## TASK GOAL
Copy out every line holding the string "instance" from the records below.

[[ DATA IN THIS EXERCISE open ]]

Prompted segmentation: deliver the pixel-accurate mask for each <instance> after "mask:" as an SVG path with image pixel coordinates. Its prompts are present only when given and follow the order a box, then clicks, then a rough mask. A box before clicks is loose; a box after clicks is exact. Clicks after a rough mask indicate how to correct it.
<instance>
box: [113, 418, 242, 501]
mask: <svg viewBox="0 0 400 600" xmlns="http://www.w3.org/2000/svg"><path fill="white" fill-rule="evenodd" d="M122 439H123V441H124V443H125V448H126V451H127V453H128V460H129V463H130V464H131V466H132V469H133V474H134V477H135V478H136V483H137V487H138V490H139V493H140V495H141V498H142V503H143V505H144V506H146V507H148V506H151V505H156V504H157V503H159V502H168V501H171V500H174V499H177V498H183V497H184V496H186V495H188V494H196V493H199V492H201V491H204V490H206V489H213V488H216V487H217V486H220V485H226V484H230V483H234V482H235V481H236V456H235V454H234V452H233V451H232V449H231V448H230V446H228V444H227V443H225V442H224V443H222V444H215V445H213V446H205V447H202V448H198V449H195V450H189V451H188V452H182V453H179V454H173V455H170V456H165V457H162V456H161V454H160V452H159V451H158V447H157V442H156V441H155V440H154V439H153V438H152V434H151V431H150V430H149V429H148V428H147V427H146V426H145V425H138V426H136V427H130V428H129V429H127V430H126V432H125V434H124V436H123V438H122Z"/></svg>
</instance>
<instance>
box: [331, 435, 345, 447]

[[ DATA IN THIS EXERCISE closed ]]

## WRITTEN RESPONSE
Prompted segmentation: deliver the pixel-accurate mask for each <instance> after "mask:" as an SVG path with image pixel coordinates. Its prompts are present only when given and follow the order a box, then clicks, then a rough mask. A box before clicks is loose; a box after clicks is exact. Clicks after a rough mask indicate how to correct it.
<instance>
</instance>
<instance>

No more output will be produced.